_Text:_
Troubleshoot Apache Hadoop HDFS by using Azure HDInsight

2024-05-20

Learn top issues and resolutions when working with Hadoop Distributed File System (HDFS). For a full list of commands, see the HDFS Commands Guide and the File System Shell Guide.

How do I access the local HDFS from inside a cluster?

Issue

Access the local HDFS from the command line and application code instead of by using Azure Blob storage from inside the HDInsight cluster.

[Point-based annotation data]

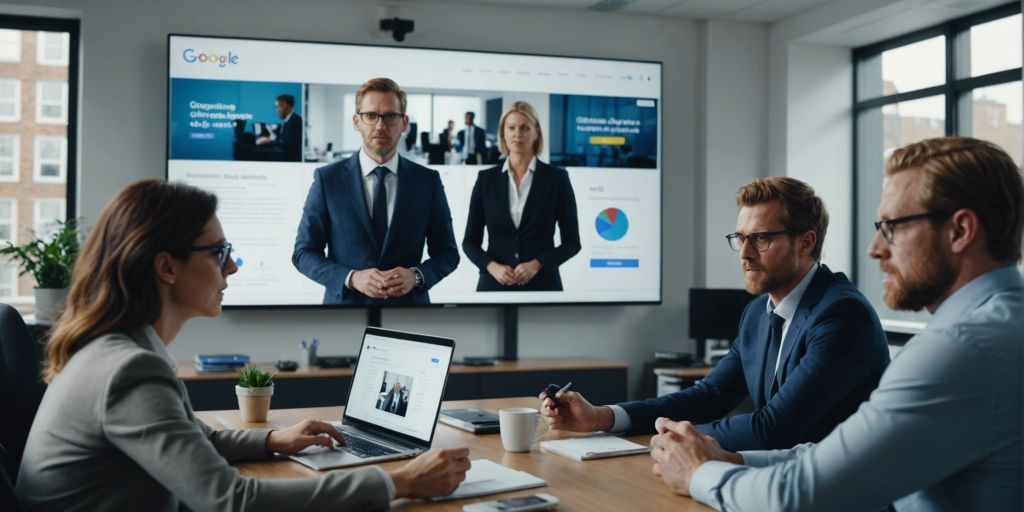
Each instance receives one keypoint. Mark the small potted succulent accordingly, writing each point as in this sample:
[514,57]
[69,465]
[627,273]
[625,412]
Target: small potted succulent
[254,390]
[49,260]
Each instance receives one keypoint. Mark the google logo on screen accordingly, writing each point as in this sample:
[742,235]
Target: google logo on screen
[190,56]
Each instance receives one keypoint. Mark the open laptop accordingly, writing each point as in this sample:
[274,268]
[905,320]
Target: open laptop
[393,400]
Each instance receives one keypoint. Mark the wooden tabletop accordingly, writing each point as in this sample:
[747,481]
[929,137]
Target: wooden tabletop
[187,373]
[614,483]
[683,372]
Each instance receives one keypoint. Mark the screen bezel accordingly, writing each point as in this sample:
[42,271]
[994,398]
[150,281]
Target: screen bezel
[660,196]
[377,429]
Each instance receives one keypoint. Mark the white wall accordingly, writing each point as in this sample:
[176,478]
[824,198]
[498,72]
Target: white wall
[123,121]
[734,142]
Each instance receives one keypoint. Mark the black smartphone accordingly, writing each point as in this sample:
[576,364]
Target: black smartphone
[551,391]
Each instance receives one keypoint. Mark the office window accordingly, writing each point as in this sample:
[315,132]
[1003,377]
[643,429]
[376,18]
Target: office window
[51,160]
[903,94]
[10,46]
[51,101]
[9,163]
[8,280]
[46,214]
[8,221]
[52,48]
[10,100]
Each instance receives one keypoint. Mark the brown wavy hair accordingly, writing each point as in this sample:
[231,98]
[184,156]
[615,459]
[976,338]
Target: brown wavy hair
[113,286]
[965,172]
[802,209]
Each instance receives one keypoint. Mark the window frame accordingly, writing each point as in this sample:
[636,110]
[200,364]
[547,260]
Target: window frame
[952,89]
[73,28]
[40,119]
[41,54]
[36,210]
[13,221]
[37,161]
[16,117]
[15,160]
[17,57]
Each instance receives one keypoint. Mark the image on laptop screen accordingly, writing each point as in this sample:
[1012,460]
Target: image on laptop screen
[398,384]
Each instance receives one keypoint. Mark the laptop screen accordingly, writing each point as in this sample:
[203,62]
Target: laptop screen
[398,382]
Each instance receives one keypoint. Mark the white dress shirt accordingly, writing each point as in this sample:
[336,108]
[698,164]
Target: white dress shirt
[786,309]
[517,196]
[367,166]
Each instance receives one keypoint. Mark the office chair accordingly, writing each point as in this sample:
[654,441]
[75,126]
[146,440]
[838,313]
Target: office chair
[7,499]
[22,387]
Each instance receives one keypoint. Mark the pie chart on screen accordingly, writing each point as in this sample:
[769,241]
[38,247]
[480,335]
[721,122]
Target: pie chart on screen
[611,224]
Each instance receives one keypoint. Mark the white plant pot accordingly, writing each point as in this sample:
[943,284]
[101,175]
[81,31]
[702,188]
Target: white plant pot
[254,402]
[49,303]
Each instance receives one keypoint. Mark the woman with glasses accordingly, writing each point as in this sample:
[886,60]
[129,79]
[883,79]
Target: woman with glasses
[519,203]
[116,430]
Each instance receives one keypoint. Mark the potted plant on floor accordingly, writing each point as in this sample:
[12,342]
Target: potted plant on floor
[50,261]
[254,390]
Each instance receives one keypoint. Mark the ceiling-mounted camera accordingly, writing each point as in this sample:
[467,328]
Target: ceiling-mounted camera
[398,27]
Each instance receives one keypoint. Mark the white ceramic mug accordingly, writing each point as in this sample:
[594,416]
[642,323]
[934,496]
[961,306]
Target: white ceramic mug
[518,427]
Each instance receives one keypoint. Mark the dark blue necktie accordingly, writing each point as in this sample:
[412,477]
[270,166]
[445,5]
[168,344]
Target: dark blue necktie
[380,206]
[774,342]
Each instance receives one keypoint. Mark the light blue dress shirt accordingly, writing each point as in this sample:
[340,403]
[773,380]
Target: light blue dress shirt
[943,430]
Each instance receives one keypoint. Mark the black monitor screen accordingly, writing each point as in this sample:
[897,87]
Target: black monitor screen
[715,312]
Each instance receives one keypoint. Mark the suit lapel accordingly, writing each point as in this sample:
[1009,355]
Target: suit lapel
[761,336]
[501,192]
[352,181]
[819,284]
[401,197]
[540,183]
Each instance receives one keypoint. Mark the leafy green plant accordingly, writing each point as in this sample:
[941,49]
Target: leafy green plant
[50,262]
[254,377]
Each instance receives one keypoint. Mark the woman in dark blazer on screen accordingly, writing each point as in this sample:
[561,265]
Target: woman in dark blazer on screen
[519,203]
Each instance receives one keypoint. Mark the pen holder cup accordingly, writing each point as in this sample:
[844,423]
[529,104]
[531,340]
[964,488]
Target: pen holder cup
[307,357]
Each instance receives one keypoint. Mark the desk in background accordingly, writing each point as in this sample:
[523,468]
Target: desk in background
[601,381]
[615,483]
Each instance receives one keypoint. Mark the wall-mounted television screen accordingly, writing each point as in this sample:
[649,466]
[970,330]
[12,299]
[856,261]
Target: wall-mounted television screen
[253,120]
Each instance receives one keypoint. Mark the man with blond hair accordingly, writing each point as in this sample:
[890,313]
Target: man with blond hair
[810,348]
[943,430]
[373,229]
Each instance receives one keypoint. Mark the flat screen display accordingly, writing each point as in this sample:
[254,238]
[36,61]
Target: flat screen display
[229,133]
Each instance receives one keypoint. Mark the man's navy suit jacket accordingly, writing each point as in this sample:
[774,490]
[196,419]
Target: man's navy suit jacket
[336,217]
[832,359]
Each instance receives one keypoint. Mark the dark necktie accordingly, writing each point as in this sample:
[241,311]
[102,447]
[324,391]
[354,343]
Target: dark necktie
[380,206]
[774,342]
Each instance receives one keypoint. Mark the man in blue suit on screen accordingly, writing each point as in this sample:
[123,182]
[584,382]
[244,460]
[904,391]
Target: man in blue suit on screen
[373,211]
[809,351]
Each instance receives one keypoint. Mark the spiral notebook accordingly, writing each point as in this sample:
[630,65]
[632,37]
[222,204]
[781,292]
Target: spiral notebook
[598,446]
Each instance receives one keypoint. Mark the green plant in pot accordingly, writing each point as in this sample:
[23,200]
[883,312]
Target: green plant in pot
[254,390]
[50,261]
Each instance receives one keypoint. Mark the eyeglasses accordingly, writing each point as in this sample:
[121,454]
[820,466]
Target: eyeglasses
[762,240]
[887,226]
[221,250]
[390,118]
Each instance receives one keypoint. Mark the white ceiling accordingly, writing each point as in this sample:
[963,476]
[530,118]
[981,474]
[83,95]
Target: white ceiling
[764,11]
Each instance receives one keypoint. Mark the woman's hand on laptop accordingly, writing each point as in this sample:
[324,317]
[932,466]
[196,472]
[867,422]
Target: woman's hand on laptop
[437,472]
[307,433]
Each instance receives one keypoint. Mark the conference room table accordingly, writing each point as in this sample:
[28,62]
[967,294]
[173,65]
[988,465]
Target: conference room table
[612,483]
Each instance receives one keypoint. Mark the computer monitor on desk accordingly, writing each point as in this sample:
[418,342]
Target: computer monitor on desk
[715,315]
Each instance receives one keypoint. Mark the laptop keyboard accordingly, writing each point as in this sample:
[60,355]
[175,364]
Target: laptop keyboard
[364,448]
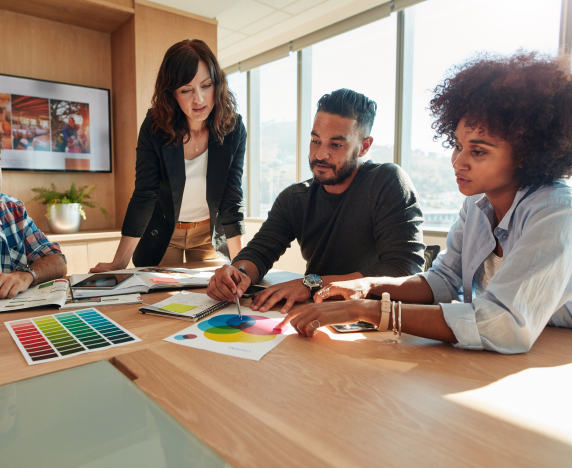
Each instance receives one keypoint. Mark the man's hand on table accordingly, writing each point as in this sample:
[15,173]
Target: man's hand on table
[293,291]
[226,282]
[14,283]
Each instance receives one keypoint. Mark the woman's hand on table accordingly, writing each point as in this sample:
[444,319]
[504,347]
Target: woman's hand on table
[349,290]
[307,319]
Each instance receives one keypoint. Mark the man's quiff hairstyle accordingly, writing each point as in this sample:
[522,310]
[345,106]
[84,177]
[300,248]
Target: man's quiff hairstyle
[524,99]
[349,104]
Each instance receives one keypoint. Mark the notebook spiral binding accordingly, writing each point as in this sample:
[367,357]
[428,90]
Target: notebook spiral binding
[210,310]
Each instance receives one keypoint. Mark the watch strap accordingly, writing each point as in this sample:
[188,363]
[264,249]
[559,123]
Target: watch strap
[31,271]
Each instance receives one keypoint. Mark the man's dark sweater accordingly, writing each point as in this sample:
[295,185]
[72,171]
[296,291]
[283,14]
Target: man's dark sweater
[372,228]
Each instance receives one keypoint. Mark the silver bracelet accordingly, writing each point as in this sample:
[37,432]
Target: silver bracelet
[385,313]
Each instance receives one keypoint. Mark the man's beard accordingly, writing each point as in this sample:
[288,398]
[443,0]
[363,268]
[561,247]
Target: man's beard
[341,174]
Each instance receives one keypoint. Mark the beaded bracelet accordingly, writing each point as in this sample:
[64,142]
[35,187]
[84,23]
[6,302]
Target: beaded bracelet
[385,313]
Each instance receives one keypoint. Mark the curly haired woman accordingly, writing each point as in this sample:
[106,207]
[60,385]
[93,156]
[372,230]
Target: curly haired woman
[509,254]
[190,157]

_Task to carry out:_
Render this sentence from the HDFS troubleshooting text in Spanish: "Learn top issues and resolutions when working with Hadoop Distributed File System (HDFS)."

_Expected answer:_
Conozca los principales problemas y sus soluciones al trabajar con el sistema de archivos distribuido de Hadoop (HDFS).